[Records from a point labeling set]
---
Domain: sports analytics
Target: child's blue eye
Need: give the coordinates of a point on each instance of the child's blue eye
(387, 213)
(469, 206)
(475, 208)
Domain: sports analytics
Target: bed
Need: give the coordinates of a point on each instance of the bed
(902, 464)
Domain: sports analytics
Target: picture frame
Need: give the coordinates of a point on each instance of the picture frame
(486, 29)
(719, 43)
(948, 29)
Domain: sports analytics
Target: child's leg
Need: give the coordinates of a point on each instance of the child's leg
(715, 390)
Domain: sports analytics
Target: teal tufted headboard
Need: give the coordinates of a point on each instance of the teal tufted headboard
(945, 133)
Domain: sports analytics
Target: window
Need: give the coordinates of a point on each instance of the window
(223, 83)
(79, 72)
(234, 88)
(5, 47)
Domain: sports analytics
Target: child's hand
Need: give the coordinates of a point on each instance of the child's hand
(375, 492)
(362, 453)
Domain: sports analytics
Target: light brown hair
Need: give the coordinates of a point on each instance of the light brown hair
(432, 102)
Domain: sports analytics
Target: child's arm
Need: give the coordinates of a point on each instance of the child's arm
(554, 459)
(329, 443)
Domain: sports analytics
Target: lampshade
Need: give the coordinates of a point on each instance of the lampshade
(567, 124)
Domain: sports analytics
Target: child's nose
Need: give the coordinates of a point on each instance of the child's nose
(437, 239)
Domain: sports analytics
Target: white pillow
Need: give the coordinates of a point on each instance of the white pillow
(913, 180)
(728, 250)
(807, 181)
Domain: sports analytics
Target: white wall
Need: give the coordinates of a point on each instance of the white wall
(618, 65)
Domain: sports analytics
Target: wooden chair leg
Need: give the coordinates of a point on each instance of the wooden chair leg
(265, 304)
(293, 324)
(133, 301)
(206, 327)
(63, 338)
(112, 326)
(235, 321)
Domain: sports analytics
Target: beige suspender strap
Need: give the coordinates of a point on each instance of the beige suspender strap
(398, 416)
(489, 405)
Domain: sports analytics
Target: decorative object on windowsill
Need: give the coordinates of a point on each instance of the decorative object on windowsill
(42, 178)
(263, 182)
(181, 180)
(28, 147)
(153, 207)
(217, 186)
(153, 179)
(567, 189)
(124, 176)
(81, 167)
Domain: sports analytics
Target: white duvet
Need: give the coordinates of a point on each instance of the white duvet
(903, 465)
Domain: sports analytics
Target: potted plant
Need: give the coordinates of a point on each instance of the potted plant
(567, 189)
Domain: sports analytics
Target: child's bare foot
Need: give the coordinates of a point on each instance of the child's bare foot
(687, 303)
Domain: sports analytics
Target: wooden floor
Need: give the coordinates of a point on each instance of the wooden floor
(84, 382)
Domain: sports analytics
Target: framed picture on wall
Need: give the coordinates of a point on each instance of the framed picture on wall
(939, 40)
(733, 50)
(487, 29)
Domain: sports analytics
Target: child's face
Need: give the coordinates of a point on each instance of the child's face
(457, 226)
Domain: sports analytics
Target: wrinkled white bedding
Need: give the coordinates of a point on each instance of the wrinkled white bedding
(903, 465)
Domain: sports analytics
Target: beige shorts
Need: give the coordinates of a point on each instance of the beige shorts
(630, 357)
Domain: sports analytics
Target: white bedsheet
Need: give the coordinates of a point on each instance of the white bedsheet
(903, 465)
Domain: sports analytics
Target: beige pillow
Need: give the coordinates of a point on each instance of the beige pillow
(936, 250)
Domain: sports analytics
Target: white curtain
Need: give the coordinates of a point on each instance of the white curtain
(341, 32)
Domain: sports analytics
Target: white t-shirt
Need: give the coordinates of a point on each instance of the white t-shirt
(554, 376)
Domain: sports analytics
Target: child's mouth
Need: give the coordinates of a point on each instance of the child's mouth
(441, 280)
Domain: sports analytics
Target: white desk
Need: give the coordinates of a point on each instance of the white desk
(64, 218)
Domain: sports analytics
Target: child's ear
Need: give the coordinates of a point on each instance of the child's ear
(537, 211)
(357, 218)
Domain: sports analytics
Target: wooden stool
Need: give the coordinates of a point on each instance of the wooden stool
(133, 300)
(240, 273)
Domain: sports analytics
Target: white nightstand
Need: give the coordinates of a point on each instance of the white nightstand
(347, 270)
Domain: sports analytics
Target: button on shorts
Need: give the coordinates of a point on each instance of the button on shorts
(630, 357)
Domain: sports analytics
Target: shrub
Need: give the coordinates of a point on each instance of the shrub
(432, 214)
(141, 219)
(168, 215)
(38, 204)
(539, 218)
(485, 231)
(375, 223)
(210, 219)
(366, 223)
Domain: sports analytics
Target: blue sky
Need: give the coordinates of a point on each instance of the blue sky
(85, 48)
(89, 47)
---
> **Goal of the exercise**:
Your task is to print the whole listing again exactly.

> **Exercise output**:
Domain: sports analytics
Target: child's blue eye
Need: give the coordinates of a point on each instance of the child's blue eye
(387, 213)
(469, 206)
(475, 208)
Domain: sports analytics
Target: bed
Need: give the coordinates of a point on each instance of the bed
(902, 464)
Domain: sports analytics
Target: picture frame
Need: give the coordinates of a point on each instance of the picture frame
(486, 29)
(719, 43)
(948, 29)
Domain: sports analytics
Target: child's leg
Need: give the coordinates of a point on each instance of the child's leg
(715, 390)
Domain: sports analytics
Target: teal tufted headboard
Need: give the coordinates of a point on each instance of the teal tufted headboard
(945, 133)
Domain: sports analytics
Target: window
Need: give the coordinates of a point on each instance of the window
(223, 83)
(79, 72)
(234, 88)
(5, 47)
Domain: sports analytics
Target: child's hand
Need: give the coordinates of a point on each instance of the child's hand
(375, 492)
(362, 453)
Domain: sports analytics
Target: light brown hair
Need: give the coordinates of a point on each instance of the light brown hair
(432, 102)
Domain: sports analytics
Target: child's arm
Need: give the coordinates of a point on each instance of the child's arm
(554, 459)
(329, 443)
Domain: sports analytics
Target: lampshade
Need: give the coordinates of a point on each instance of the lampshade
(567, 124)
Domain: sports analytics
Target: child's nose
Need: give the coordinates of a point on each instance of the child's nose
(437, 239)
Domain: sports analytics
Target: white pillow
Need: give the coordinates of a point on each instance of the white pillow
(913, 180)
(728, 250)
(807, 181)
Domain: sports analytics
Target: white wall
Need: give the coordinates of a point on each instance of the white wall
(618, 65)
Domain: sports analytics
Target: wooden chair leg
Need: give the coordinates of a point on each instance of the wooden chair leg
(265, 304)
(293, 324)
(133, 301)
(206, 327)
(63, 338)
(112, 326)
(235, 321)
Domain: sports analytics
Target: beige suspender strap
Need: give the coordinates of a point on each instance of the beige suspender strap
(398, 416)
(489, 405)
Domain: sports analytics
Target: decorative object on windowsill
Need: give the coordinates of a point on each instance of the decorative object on windowsill
(42, 178)
(263, 182)
(181, 180)
(28, 147)
(153, 207)
(217, 186)
(153, 179)
(567, 189)
(124, 176)
(81, 167)
Domain: sports analytics
Target: white duvet
Need: give the coordinates of a point on each instance of the white duvet
(903, 465)
Domain: sports analytics
Target: potted plant
Need: give the coordinates of a point on each instance of the potted plant
(567, 189)
Domain: sports analytics
Target: child's bare foot
Need: give the coordinates of a point on each instance of the child's bare foot
(687, 303)
Domain: sports analytics
Target: wooden floor
Need: give the coordinates of a point on each instance of the wooden floor
(84, 382)
Domain: sports analytics
Target: framed picture on wall
Need: give the coordinates of a point on each instance of the framed picture on wall
(939, 40)
(733, 50)
(487, 29)
Domain: sports analytics
Target: child's face
Need: give the coordinates of a point on each instance of the child's face
(457, 226)
Domain: sports analytics
Target: wrinkled white bedding
Need: give the coordinates of a point on each instance of the wrinkled white bedding
(903, 465)
Domain: sports analytics
Target: beige shorts
Need: give the coordinates of a point on each instance of the beige shorts
(630, 357)
Domain: sports analytics
Target: white bedsheet
Need: give the coordinates of a point on each instance of the white bedsheet
(903, 465)
Domain: sports analytics
Target: beige pillow
Need: give the coordinates of a point on each instance of the beige pillow
(936, 250)
Domain: sports analytics
Target: white curtain
Need: give the coordinates of a point on each instance of the white curtain
(341, 32)
Domain: sports analytics
Target: white t-shirt
Need: give the coordinates of a point on each instance of the white t-shirt
(554, 376)
Domain: sports analytics
Target: child's mouth
Need: give the coordinates of a point on each instance of the child's mouth
(441, 280)
Domain: sports analytics
Target: white desk
Need: give the coordinates of a point on each instance of the white desk
(64, 218)
Domain: sports analytics
Target: child's ear
Need: give the coordinates of a point on each instance of the child's ear
(537, 211)
(357, 218)
Domain: sports analytics
Target: wooden stool
Need: give the coordinates of a point on each instance of the wooden stool
(133, 300)
(240, 273)
Domain: sports analytics
Target: white nightstand
Need: give the coordinates of a point on each instance of the white nightstand
(347, 270)
Domain: sports analytics
Target: button on shorts
Need: give the coordinates of a point on each instance of the button on shorts
(630, 357)
Domain: sports analytics
Target: shrub
Need: give the coordinates of a point on each instance of the shrub
(432, 214)
(141, 219)
(168, 215)
(38, 204)
(539, 218)
(485, 231)
(375, 223)
(210, 219)
(366, 223)
Domain: sports analytics
Target: blue sky
Need: give the coordinates of a point on each instance of the blue sky
(85, 48)
(89, 47)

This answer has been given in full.